==== Entries provided

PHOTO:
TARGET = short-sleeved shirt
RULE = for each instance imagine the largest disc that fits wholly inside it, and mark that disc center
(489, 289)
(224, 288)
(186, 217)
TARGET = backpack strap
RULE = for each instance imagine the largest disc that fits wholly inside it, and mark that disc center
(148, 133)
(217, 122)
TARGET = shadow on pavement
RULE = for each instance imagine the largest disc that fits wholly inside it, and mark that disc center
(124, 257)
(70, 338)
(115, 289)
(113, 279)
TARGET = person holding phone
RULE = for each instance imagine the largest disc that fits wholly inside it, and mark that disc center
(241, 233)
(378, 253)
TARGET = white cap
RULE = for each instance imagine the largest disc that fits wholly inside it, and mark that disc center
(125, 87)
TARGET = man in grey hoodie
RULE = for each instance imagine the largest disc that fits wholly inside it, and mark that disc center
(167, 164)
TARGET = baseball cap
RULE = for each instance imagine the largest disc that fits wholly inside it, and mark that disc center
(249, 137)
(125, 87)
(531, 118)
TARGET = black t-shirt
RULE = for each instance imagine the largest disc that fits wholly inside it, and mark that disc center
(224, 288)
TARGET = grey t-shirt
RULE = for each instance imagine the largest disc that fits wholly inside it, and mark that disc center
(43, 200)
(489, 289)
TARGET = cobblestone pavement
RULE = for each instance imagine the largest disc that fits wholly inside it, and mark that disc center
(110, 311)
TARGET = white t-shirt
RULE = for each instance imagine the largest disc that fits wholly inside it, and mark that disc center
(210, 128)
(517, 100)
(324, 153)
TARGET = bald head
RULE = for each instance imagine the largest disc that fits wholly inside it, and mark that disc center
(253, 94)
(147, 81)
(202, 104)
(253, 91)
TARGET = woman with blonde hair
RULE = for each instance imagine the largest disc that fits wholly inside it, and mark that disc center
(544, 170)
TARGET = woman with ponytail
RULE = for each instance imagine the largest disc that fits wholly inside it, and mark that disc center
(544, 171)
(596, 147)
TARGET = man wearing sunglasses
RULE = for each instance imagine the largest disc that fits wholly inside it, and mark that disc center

========

> **Task requirements**:
Set out every line of the entries above as a numbered list, omitting any blank lines.

> **Solution for this exercise**:
1. PHOTO:
2. TARGET = short-sleeved shirt
3. RULE = for each instance imagine the largest disc that fits wholly inside it, and mark that disc center
4. (489, 289)
5. (224, 288)
6. (186, 217)
7. TARGET = backpack strap
8. RULE = for each instance imagine the largest disc that fits wholly inside it, and mark that disc center
9. (148, 133)
10. (217, 122)
11. TARGET = shadow on pavement
12. RULE = for each instance imagine the largest disc that fits wholly inside it, and mark that disc center
13. (124, 257)
14. (70, 338)
15. (115, 289)
16. (113, 279)
17. TARGET = person holding phone
18. RULE = for each instance imagine the largest disc that fits wholly inside it, and mark that disc center
19. (241, 233)
20. (378, 253)
21. TARGET = white cap
22. RULE = for each instance imagine the largest disc that fits wholly inside it, and mark that disc center
23. (125, 87)
24. TARGET = man in grey hoodie
25. RULE = for each instance imagine the largest disc that fits wholly inside it, and mark that disc center
26. (167, 164)
27. TARGET = baseball cap
28. RULE = for each instance imagine the largest disc that fits wholly inside it, and mark that disc center
29. (249, 137)
30. (125, 87)
31. (531, 118)
32. TARGET = black t-shirt
33. RULE = for each instance imagine the largest disc that fits wholly inside it, and mark that disc center
34. (224, 288)
35. TARGET = grey t-shirt
36. RULE = for each instance imagine the largest disc that fits wholly inside it, and mark that disc center
37. (43, 200)
38. (489, 289)
39. TARGET = cobblestone pavement
40. RULE = for each instance imagine the largest disc that fits wholly inside it, and mark that disc center
41. (110, 311)
42. TARGET = white t-shirt
43. RULE = for each instance imagine the largest disc that fits wholly inside it, and mark that disc center
44. (210, 128)
45. (517, 100)
46. (324, 153)
47. TARGET = bald head
48. RULE = for each instance imagine the largest disc that fits wholly inside it, and mark that disc center
49. (253, 94)
50. (147, 81)
51. (202, 104)
52. (253, 91)
53. TARGET = woman with blonde hair
54. RULE = for each instance imagine the largest disc that fits wholly inside it, and mark that disc center
55. (544, 170)
56. TARGET = woman with ponytail
57. RULE = for each instance imagine the largest disc that fits wholly inside it, and mark that disc center
58. (544, 171)
59. (596, 147)
60. TARGET = man wearing sunglasses
61. RULE = for each instance imagine the largest disc that fits wholly inside it, and mark that disc center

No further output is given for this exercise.